-- BEGIN --

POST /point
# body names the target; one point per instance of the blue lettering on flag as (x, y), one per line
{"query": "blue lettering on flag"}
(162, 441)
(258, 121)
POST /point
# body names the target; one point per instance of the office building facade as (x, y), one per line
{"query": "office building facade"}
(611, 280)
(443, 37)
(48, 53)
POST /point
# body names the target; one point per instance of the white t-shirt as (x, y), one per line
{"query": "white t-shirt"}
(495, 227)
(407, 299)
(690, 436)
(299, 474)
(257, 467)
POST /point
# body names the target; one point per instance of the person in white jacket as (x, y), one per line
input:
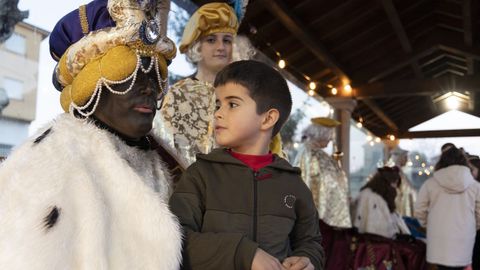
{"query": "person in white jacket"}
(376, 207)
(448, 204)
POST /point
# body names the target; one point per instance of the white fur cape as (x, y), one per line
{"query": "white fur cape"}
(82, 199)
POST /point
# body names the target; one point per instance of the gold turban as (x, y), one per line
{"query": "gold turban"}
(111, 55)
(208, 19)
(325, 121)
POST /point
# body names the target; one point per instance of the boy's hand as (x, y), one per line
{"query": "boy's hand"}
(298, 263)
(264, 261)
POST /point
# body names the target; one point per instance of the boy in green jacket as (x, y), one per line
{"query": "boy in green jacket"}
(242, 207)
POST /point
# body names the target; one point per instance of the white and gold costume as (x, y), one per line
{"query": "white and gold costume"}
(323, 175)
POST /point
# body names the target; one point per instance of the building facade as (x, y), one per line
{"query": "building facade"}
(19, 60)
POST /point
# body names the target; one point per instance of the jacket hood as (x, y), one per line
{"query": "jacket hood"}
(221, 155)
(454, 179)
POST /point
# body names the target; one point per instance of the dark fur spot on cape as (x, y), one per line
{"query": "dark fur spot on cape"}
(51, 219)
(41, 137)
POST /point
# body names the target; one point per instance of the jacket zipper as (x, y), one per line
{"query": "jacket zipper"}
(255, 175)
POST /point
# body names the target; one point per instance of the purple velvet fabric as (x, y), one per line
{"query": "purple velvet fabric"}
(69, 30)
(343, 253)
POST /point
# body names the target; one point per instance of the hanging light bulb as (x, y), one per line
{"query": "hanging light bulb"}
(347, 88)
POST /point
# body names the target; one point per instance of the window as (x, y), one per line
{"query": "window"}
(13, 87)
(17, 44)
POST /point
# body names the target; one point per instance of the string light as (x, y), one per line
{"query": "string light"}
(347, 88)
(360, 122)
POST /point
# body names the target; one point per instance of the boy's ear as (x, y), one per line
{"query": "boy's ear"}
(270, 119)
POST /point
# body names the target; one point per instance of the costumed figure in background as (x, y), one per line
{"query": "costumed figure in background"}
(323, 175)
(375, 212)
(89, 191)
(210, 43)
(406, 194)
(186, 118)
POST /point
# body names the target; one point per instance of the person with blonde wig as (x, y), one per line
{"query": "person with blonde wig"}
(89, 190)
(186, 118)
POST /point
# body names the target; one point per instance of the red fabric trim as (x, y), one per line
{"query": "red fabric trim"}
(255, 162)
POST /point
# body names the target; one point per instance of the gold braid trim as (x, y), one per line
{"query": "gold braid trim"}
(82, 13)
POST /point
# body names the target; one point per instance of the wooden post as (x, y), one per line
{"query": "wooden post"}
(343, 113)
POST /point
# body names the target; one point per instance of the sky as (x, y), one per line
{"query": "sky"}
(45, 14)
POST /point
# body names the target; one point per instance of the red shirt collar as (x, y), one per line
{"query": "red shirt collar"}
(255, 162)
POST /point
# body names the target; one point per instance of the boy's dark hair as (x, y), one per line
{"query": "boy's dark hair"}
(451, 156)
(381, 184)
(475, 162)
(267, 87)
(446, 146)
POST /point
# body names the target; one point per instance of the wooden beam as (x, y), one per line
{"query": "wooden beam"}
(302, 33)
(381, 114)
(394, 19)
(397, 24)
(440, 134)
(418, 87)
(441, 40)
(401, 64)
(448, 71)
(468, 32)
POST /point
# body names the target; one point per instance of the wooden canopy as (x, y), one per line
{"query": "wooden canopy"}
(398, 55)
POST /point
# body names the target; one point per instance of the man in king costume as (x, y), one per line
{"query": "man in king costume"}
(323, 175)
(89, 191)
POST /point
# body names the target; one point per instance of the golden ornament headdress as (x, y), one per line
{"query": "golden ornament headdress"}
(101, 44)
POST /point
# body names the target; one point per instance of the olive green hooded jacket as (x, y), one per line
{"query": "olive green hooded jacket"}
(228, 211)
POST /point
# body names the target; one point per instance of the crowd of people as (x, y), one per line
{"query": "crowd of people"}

-- END --
-- BEGIN --

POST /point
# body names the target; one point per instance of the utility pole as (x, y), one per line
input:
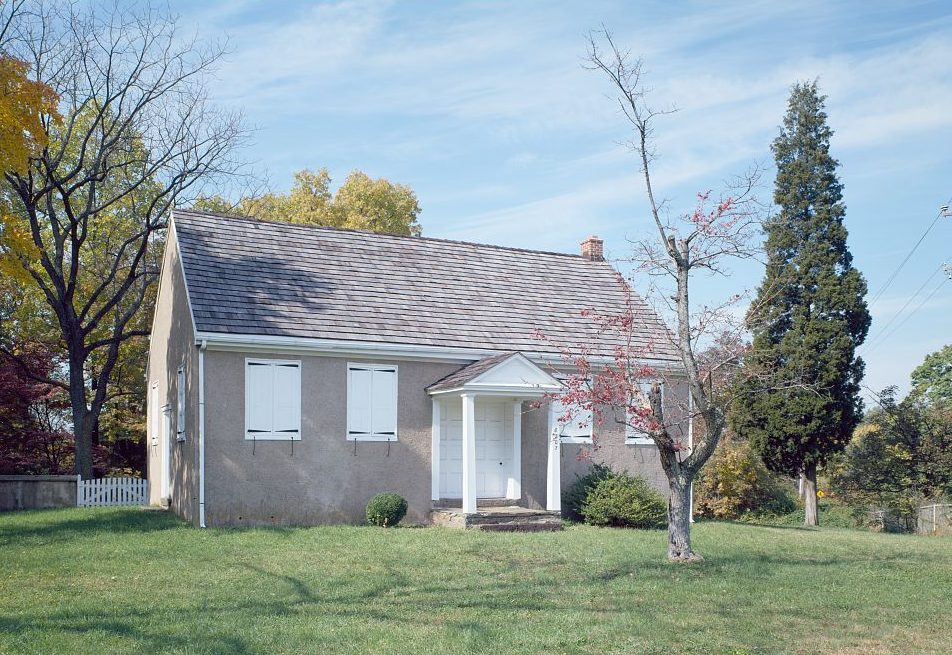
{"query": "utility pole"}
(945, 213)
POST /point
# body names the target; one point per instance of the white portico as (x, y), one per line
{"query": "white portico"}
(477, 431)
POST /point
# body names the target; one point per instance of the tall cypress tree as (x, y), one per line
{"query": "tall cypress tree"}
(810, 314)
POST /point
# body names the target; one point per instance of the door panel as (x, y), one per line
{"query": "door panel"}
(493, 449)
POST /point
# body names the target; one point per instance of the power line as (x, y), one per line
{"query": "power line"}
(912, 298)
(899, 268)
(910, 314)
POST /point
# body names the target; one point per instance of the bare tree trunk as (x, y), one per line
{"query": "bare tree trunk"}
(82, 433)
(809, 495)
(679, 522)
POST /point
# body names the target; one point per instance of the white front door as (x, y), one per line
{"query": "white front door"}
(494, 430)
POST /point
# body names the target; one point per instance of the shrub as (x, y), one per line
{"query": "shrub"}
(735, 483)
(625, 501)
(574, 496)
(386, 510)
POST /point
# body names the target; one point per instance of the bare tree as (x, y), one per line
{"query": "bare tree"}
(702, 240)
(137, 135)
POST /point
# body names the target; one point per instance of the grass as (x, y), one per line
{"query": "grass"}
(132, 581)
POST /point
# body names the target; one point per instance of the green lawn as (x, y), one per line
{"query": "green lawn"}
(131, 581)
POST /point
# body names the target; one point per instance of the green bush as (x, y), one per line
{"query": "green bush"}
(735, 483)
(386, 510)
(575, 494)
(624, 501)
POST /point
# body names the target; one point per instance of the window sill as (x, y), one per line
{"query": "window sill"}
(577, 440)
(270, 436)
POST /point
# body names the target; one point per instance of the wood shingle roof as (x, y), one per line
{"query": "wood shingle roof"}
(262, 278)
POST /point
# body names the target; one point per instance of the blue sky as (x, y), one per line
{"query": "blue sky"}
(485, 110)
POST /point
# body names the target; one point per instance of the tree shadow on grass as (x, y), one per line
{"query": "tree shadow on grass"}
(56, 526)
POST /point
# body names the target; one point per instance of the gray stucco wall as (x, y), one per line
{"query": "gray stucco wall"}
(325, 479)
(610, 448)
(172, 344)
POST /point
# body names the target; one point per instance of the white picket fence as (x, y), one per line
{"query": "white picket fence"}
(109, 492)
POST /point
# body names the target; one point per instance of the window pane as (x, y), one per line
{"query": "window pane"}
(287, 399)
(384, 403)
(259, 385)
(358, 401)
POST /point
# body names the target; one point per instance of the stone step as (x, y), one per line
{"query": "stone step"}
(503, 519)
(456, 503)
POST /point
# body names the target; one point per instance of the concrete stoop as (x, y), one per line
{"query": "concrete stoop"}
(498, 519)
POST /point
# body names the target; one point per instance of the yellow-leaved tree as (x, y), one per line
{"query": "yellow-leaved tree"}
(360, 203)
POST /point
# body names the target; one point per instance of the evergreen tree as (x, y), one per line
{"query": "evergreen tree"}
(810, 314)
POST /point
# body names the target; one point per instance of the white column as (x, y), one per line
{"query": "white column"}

-- END --

Collect every line of the material above that contains the string "lawn", treating uppercase and lowercase as different.

**Answer to this exercise:**
# body names the target; one point per instance of the green lawn as (x, y), one per line
{"query": "green lawn"}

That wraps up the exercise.